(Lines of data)
+ + + + + + +

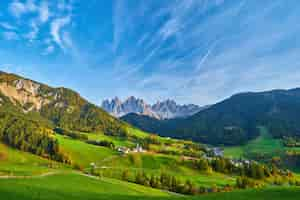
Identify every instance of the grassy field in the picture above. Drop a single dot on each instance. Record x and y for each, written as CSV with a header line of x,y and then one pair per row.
x,y
158,163
262,145
17,163
72,186
78,187
82,153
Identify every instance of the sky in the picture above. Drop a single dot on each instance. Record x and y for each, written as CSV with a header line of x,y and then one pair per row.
x,y
192,51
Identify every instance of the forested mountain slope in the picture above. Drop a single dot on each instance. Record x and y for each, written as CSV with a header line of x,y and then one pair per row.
x,y
234,120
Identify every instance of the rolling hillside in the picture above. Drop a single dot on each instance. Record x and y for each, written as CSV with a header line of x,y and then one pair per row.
x,y
233,121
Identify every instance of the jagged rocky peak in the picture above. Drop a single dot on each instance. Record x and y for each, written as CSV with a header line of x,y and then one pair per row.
x,y
161,110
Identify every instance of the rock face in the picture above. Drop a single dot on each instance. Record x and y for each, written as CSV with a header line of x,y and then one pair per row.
x,y
24,92
161,110
131,105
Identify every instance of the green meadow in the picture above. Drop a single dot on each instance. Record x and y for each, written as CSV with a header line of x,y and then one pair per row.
x,y
77,187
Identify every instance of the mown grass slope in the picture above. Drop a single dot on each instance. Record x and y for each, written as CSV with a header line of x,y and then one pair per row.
x,y
78,187
73,186
17,163
264,144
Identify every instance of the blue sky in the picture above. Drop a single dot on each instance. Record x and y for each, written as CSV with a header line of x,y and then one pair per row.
x,y
193,51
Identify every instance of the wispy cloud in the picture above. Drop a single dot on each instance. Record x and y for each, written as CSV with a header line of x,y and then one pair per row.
x,y
10,35
214,45
7,26
56,31
17,8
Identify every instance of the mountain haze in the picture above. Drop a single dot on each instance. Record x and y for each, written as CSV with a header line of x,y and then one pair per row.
x,y
161,110
234,120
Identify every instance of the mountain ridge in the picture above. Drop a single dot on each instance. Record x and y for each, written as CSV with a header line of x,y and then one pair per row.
x,y
167,109
234,120
61,106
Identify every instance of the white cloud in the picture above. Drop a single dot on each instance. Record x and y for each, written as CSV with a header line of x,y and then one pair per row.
x,y
10,35
7,26
56,32
18,8
44,12
50,49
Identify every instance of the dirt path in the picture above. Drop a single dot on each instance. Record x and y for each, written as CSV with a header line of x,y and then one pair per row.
x,y
29,177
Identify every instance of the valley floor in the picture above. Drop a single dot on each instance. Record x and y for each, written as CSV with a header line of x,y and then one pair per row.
x,y
71,185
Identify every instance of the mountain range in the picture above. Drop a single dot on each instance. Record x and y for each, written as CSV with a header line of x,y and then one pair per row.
x,y
60,107
234,120
230,122
168,109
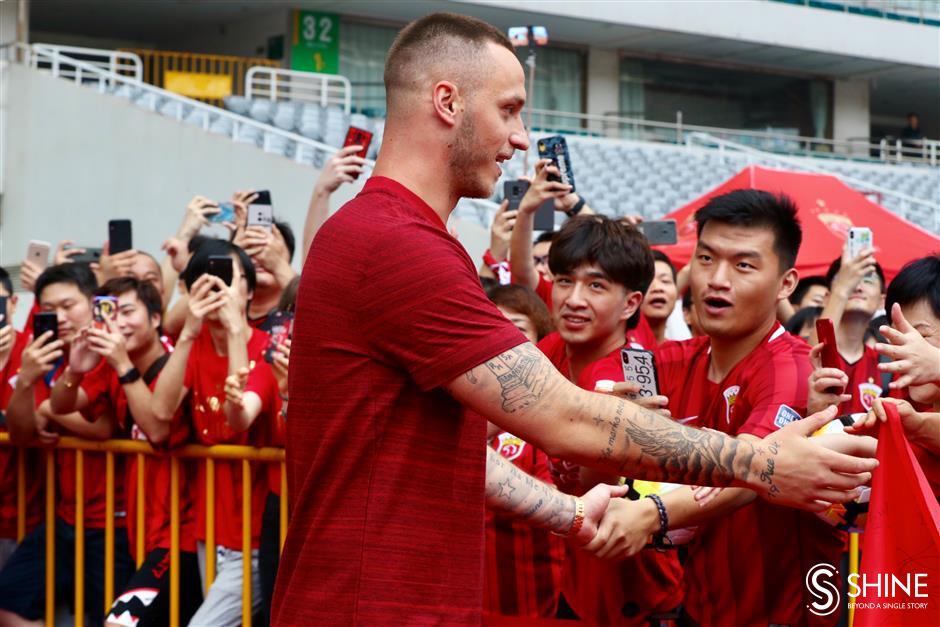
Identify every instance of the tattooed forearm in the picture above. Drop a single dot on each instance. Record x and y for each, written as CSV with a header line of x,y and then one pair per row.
x,y
508,489
522,373
685,454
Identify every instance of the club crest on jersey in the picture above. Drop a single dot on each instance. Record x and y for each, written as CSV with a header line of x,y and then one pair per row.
x,y
731,395
785,416
509,446
867,393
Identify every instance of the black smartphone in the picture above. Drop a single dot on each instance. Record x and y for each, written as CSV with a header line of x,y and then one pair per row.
x,y
221,266
280,325
640,366
545,216
119,236
513,191
556,149
659,231
46,321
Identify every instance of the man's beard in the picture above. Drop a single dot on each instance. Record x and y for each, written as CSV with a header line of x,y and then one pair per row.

+ + + + + + +

Substitute "Place one point" for every occurrence of "Drop a single dot" in all of the material above, changing nothing else. Omit the pictures from your answer.

▶ **Solution**
Identify every instance of the grassy field in the picture above. Place one point on each instance. Record x and y for each, written as CSV with a header line of x,y and then one pair per row.
x,y
158,163
262,145
17,163
72,186
78,187
82,153
Identify every instance of the sky in the picture above. Place one point on each instance. Record x and y for each, written as CSV with a header line of x,y and then one pair per row.
x,y
192,51
Identify every instance of the forested mountain slope in the picture above. Place one point on each instance. Record x and y for each, written as CSV with a header line of x,y and then one pair per row.
x,y
234,120
Identify every instance of the rolling hillside in the picture above. Place one point on each instance. Record x and y for each, written as CSV with a header line of x,y and then one pair per row.
x,y
233,121
Identify every instance of the jagged rocky peak in the picture above. Place one point on each instance. Record x and y for each, written as CSV with a header line of x,y and then one pair per row.
x,y
161,110
Identify every instance of the rock face in the picture above. Place one point on each instance. Record x and y for each, written as CSV with a header line of x,y and then one pair per row.
x,y
24,92
161,110
131,105
Identify every instance of the green meadow in the picture above. Place one point on each instance. Record x and y for each, written as CSV with a header line of x,y and then one pair per row.
x,y
77,187
Identify every instance of the mown grass slope in the picture above. Place one point on each instance. Record x and y for each, written as CSV with a header line of x,y and then one pair per row.
x,y
78,187
73,186
17,163
264,144
Identify every instance of the blue sky in the picture above. Place one point on each instance. Record x and y for each, written as CSV with a header line of x,y and then one pair per row.
x,y
193,51
Identify every instance of the wispy cloud in the picture above. Place one point on each instance. Record x and y for each, written as CSV with a header line of x,y and then one pair per row.
x,y
10,35
214,45
7,26
56,31
17,8
Identify every instance of the mountain haze in the picture above. Place one point on each instance. Record x and y for each, written as CSV with a header line of x,y and then one pair per row.
x,y
161,110
234,120
Identify every instance of the mountain ridge in the picture above. Place one point on each instance. Record x and y for each, written as CSV with a header line of x,y and then one pair per row.
x,y
167,109
234,120
61,106
Identify every instance of the white cloud in the picture above. Place one point on each instance. Record x and y for each, written as CSV with a header line of x,y and then one pair per row.
x,y
10,35
7,26
56,32
18,8
44,12
50,49
Identify every instance of the dirt path in the picture above. Place one point on each instance. Record x and y for each, written as CSV with a header line of x,y and then one pair per row.
x,y
29,177
Identify every instance of the valley floor in the picture above. Place one point on each instance. Record x and y for each, written as CSV with a header line of x,y and then one pair per row.
x,y
71,185
Identify every instance of the mountain range in the picture above. Place one point on each instance. Record x and y for each, written as CSV with a header line of x,y and then one pair per row.
x,y
60,107
234,120
230,122
168,109
Identify every instance of the tattooed forearm in the picture above. Place one point on each instance. Record x and y for each, written as CSV with a header line of x,y and then one pair per row.
x,y
508,489
522,373
685,454
Identify every instance of the club crest on jersey in the picture above. Place one point on each instance. Record x and y for each, written as CSV with a header line of x,y and then one pair per row.
x,y
731,395
785,416
509,446
867,393
Identify every instance of the black smartphone in the picture above. Place one point on each instance. Record x and y for each, written as CSV with a header line of x,y and then one pair per row.
x,y
221,266
280,325
640,366
545,216
119,236
513,191
556,149
659,231
46,321
Identify every instance of the man's beard in the picture above. Place one point on each instance. Record x and y for each, written as CSV with a header line of x,y and then one pair per row.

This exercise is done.